+++ TEXT +++
Saturday afternoon, having returned home, nothing much pressing to do but lie down on the green sheets in fall heat with the ceiling fan switched on. I reach for a book. Just come from south side of town, El Dorado, where an 80 year old friend read her poems, restless lullabyes, while outside in the half demolished parking lot construction workers hollered.
Afterwards three of us pulled off for salad, burger, a potent porter in tall cool glass, and Shaker lemon pie - thin granulated citrus slices hidden in crust thick as the aired out top soil after sporadic monsoon. We talked of the mistakes that poets make.
Downtown, fiesta. Don Diego, his court, and young unmarried reina cross the plaza. I drive the opposite direction, down Old Las Vegas Highway and spy the old ones, abuelas and their granddaughters pulling dark colored cars off to the side of the road, seeking shade. They exit with weathered sticks and flat, sturdy pillows. Together they will squat to share stories under the scrub as they gather the hard brown kernels, nuts hoarded for cookies and tamales.
Groping with tiny, patient fingers into resiny cones or sorting the year's bumper crop from dusty earth floor. Fists full of nuggets that break into slivers - buttery, heavenly little bits, broken with spit between the teeth and the tongue.
+++ INFORMATION SHOWN +++
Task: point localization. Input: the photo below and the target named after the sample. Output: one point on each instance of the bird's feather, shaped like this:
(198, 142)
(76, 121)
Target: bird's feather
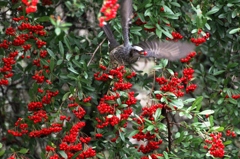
(167, 49)
(126, 14)
(112, 41)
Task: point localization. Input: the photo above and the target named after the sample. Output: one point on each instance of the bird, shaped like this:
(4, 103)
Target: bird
(128, 54)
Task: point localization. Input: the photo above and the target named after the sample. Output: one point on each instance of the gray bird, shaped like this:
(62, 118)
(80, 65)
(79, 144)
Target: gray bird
(128, 54)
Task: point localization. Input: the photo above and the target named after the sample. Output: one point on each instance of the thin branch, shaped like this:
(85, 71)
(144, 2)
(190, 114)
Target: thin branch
(96, 51)
(169, 132)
+++
WHAT YOU NEED TO DO:
1 > Quote the text word for word, starting with "Groping with tiny, patient" and going on through "and the tongue.".
2 > In the text, what do the abuelas and their granddaughters take with them when they get out of their cars?

RESPONSES BY TASK:
1 >
Groping with tiny, patient fingers into resiny cones or sorting the year's bumper crop from dusty earth floor. Fists full of nuggets that break into slivers - buttery, heavenly little bits, broken with spit between the teeth and the tongue.

2 > Weathered sticks and flat, sturdy pillows.